Your objective: Can you reproduce the material starting at the line that contains "Task: pick out one point for each instance of the long" and ending at the line that contains "x=47, y=217", switching "black overcoat" to "gray overcoat" and leaving everything else unchanged?

Record excerpts:
* * *

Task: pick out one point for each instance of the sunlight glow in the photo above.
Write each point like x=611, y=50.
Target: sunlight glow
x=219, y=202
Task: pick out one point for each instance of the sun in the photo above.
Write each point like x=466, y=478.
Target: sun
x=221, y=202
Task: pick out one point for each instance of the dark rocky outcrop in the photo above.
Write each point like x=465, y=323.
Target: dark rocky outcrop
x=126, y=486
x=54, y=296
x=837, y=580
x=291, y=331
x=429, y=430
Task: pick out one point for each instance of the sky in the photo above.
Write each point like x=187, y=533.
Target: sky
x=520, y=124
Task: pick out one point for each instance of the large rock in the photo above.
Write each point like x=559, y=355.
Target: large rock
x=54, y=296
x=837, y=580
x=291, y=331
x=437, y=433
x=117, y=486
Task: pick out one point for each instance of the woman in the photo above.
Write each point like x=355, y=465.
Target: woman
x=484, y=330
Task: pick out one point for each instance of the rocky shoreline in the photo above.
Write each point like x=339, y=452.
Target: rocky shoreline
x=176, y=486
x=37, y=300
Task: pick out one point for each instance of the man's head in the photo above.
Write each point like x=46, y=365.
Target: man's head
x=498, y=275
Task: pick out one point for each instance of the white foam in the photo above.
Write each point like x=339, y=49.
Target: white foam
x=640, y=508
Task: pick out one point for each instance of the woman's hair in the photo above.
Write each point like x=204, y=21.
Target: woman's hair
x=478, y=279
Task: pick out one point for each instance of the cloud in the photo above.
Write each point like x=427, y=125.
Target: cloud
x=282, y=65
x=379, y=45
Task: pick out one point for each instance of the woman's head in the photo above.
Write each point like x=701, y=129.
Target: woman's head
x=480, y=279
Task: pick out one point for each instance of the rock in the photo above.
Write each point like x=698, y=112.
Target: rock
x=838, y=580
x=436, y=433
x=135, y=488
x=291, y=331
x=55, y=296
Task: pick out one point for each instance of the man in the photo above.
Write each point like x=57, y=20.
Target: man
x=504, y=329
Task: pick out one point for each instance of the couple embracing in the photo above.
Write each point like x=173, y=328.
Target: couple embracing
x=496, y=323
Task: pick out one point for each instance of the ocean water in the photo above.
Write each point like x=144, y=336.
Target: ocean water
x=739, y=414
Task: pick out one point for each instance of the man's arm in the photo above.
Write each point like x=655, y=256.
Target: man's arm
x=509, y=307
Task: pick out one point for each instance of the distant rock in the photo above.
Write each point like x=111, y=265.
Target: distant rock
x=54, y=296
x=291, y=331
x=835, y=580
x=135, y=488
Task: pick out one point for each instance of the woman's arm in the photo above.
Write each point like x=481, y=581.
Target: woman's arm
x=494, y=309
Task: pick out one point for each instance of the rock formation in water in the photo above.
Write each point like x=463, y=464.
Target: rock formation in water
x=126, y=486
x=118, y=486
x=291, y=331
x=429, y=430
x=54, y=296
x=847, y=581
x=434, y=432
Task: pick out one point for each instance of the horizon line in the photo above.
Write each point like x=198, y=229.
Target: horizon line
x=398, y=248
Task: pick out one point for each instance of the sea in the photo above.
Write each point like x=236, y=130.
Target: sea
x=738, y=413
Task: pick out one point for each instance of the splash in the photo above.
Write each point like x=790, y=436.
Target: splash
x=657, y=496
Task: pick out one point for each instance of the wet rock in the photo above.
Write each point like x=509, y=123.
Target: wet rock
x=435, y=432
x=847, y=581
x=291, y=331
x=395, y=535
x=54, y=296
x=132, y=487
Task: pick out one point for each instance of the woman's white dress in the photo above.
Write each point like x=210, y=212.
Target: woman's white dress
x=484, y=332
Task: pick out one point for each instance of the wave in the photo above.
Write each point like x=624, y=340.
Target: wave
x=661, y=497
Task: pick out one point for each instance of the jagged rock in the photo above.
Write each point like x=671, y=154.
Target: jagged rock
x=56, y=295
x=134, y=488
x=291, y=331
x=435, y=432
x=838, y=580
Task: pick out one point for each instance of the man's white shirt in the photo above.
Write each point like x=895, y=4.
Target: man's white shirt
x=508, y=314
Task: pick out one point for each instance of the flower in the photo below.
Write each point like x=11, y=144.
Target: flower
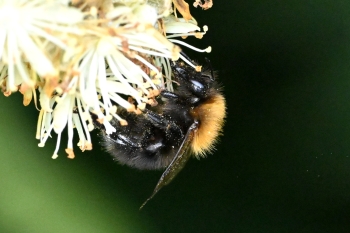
x=84, y=56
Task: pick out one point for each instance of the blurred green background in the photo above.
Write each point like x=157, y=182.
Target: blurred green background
x=283, y=164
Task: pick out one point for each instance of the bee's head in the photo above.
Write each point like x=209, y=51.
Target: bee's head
x=197, y=83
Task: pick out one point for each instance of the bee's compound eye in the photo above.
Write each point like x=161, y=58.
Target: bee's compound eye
x=197, y=88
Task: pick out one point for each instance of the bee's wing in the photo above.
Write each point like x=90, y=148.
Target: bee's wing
x=177, y=163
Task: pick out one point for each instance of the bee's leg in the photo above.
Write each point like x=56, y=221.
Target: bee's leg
x=123, y=139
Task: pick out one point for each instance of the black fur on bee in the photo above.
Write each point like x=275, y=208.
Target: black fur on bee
x=186, y=121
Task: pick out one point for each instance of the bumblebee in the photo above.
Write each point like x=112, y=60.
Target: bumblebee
x=186, y=122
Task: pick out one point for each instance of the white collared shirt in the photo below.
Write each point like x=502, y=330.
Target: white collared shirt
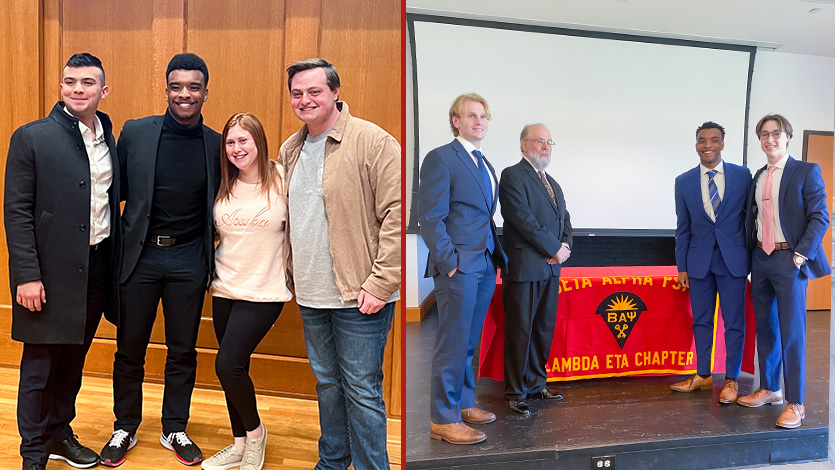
x=101, y=177
x=719, y=179
x=776, y=177
x=469, y=147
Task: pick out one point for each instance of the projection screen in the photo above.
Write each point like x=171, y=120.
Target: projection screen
x=622, y=110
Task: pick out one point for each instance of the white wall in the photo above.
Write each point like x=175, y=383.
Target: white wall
x=798, y=86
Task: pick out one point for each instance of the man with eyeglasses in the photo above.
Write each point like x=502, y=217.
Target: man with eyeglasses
x=538, y=237
x=711, y=256
x=456, y=201
x=786, y=220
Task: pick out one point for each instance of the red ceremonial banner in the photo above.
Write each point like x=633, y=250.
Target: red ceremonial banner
x=618, y=321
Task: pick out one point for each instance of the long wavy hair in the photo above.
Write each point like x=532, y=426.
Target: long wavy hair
x=267, y=171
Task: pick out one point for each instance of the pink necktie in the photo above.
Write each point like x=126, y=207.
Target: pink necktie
x=768, y=213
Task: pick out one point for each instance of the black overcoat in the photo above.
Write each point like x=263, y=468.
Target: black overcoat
x=47, y=217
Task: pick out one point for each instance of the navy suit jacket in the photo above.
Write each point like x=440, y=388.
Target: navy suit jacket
x=804, y=216
x=696, y=234
x=534, y=227
x=455, y=219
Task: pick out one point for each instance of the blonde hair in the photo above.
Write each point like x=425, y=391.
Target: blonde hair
x=268, y=174
x=457, y=108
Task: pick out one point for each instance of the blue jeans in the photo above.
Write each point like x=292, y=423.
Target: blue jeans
x=345, y=348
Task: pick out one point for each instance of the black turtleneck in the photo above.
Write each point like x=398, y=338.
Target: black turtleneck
x=179, y=208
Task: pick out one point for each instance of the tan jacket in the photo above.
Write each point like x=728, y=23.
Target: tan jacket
x=361, y=187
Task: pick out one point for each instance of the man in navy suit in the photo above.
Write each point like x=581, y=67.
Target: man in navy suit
x=537, y=236
x=786, y=221
x=456, y=201
x=711, y=255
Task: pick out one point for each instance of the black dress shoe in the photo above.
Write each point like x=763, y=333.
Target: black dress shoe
x=519, y=406
x=73, y=453
x=546, y=394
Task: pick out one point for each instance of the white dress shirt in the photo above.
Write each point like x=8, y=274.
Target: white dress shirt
x=469, y=148
x=719, y=179
x=101, y=177
x=776, y=177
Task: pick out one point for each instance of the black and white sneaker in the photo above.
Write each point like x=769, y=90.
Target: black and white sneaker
x=73, y=453
x=187, y=451
x=113, y=453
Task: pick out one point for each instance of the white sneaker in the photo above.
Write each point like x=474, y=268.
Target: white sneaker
x=225, y=459
x=255, y=450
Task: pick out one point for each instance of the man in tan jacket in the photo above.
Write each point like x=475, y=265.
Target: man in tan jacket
x=343, y=184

* * *

Task result:
Task: pick out one point for each instance of the long wavy hair in the photo above.
Write each point like x=532, y=426.
Target: long wavy hair
x=267, y=171
Task: pick out one point for each instance of the pink necktie in the photo above.
Write each point like x=126, y=207.
Target: pink necktie
x=768, y=213
Task: pick out one point for each instance of the gray overcoat in the photo above.
Write each point like x=263, y=468.
Target: gray overcoat
x=47, y=217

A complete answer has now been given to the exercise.